» YANG HARUS DIBUAT
Sambunglah teks perdebatan tentang penggunaan simbol-simbol kultural dan tudingan "pembual" mulai dari kalimat terakhirnya.

::: TEKS HALAMAN :::

Ketika berani mengatakan bahwa pengguna simbol-simbol kultural adalah pembual dan mulut besar, maka hampir semuanya akan dimasukkan sebagai pembual dan mulut besar. Ingat, bahwa tidak ada satu-satunya kebenaran dalam soal penggunaan simbol-simbol kultural. Selalu ada banyak kebenaran-kebenaran yang memiliki pembenarannya masing-masing. Yang diperlukan adalah, janganlah dengan mudah menuding-nuding menghakimi.
Saya hanya ingin mengajak kita saling menghargai perbedaan pemikiran, bukan saling menghakimi. Apalagi dengan mengatakan pandangan diri sendiri sebagai yang paling benar dan yang lain dicap pembual, penipu, bermulut besar, dll. Itu hanyalah menunjukkan betapa kita tidak bisa bersikap dewasa dan bijaksana.
Ingatlah ketika kita menuding orang lain omong besar dan pembual, maka ada empat jari tangan kita yang menuding kearah diri kita. Lalu siapakah yang sebenarnya ngeyel, omong besar dan pembual??
Wah Pak Winata mulai bahas masalah menghargai perbedaan pemikiran nih….nah kalo menghargai itu dua pihak pak…nah pemikiran saya pun seperti ini, nah saudara bisa terima nggak?
Mulut besar, definisi sederhananya adalah berbicara berlebihan atau dari yang dilakukannya….nah yang mana salah saya? contohnya…ya baca aja fakta2 yg dia ungkap sendiri di hasil wawancara itu di atas.
Sama saja dengan menuding seseorang mulut besar plus sakit jiwa adalah layak mempunyai hak politik yang sama, maka ada empat jari tangan saudara yang menuding kearah anda sendiri.
Saya tidak pernah klaim sebagian besar obyektif kok…anda kalo membaca komentar saya jangan setengah setengah juga….seandainya sebagian besar masyarakat obyektif…baru bisa demokrasi berjalan dengan baik, kalau belum perlulah pengawasan….apapun itu wasit dan penyelenggara harus ada dalam setiap pertandingan/ber negara.

::: DATA YANG DIBERIKAN :::

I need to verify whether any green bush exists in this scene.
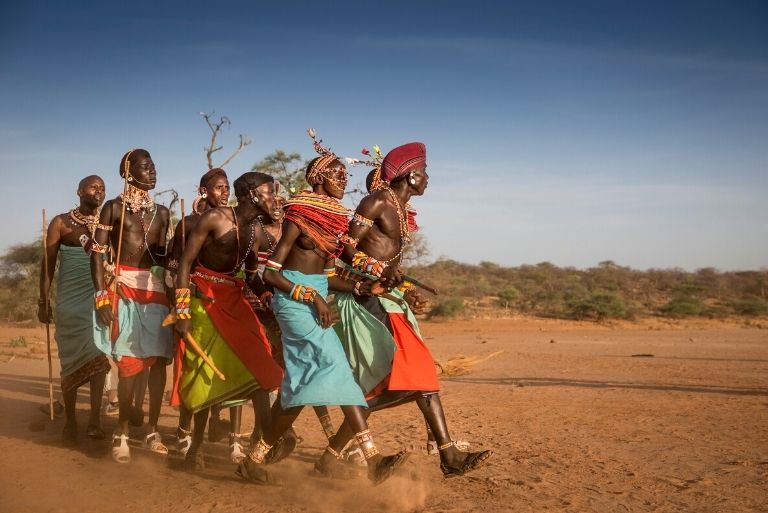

:::

» HASIL TUGAS
Masyarakat tidak mudah ditipu betul pak….tapi ada sebagian juga yang mudah tertipu dan yang mudah tertipu ini dapat menjadi agen penyebar penipuan dengan motif berbeda (kesempatan berpolitik, kesempatan mengangkat harkat dll)…sehingga tergabunglah penipuan dengan motif2 angkara…selanjutnya mengikuti lagi motif2 lainnya…yang paling bahaya motif ekonomi…
Begitu pak…Hidup Ngeyel Lah
@Pak Panji Astika
Saya akan menanggapi beberapa koment Bapak…
Yang perlu dicermati bukanlah yang jago ngomong atau jago nulis, melainkan yang sering menghakimi dan menjustifikasi, terlebih lagi tidak ada dasar yang cukup kuat sebagai dasar penghakiman. Kita mestinya bersikap dan berfikir secara fair dan memandang dengan lebih luas setiap persoalan. Menerima pemikiran darimanapun datangnya dengan terbuka dan dengan segala kerendahan hati. Saya kira kerjernihan hanya ada di kelapangan pikiran dan kerendahan hati, bukan pada penghakiman tanpa ada dasar-dasar kebenaran yang absolute. Jika kita berpikir berdasarkan suka dan tidak suka, ketika itulah logika-logika kita akan terbalik-balik bukan?
Tidak ada yang menghujat masa lalu atau masa sekarang dan masa depan. Tetapi yang ada adalah bagaimana kita bisa secara lebih terbuka mengakui setiap kebenaran-kebenaran yang datangnya dari sisi-sisi yang berbeda dengan kebenaran yang kita yakini. Selama itu dijalankan tanpa adanya pemaksaan, maka setiap kebenaran adalah kebenaran, meski itu hanya diyakini oleh minoritas. Kebenaran minoritas tidak bisa dikatakan sebagai bukan kebenaran oleh mayoritas. Saya kira tak pernah ada penghujatan terhadap siapapun dalam diskusi kita ini. Saya tidak tau kalau kemudian penyebutan penip, pembual dan mulut besar apakah termasuk penghujatan atau tidak. Tetapi kita tau kan siapa yang mengeluarkan kata-kata seperti itu? Lalu siapa yang menghujat siapa?
Saya juga tida mengerti soal siapa yang protes dan siapa yang memaksa untuk dihormati. Saya sepakat kita sekarang ini sudah setara. Penggunaan simbol-simbol kultural adalah hak setiap orang. Tergantung apa yang mereka yakini. Toh kalaupun ada “dosa” ketika salah menggunakan simbol-simbol kultural itu yang menanggung dosanya adalah pelakunya sendiri. Kalaupun ada yang mau rebut-ribut mengkastakan diri mereka sendiri, ya itu urusan mereka lah. Dan fenomena mengaku-ngaku bangsawan juga bukan hal yang baru. Dari dulu juga sudah terjadi. Dan itu hal yang biasa-biasa saja kok?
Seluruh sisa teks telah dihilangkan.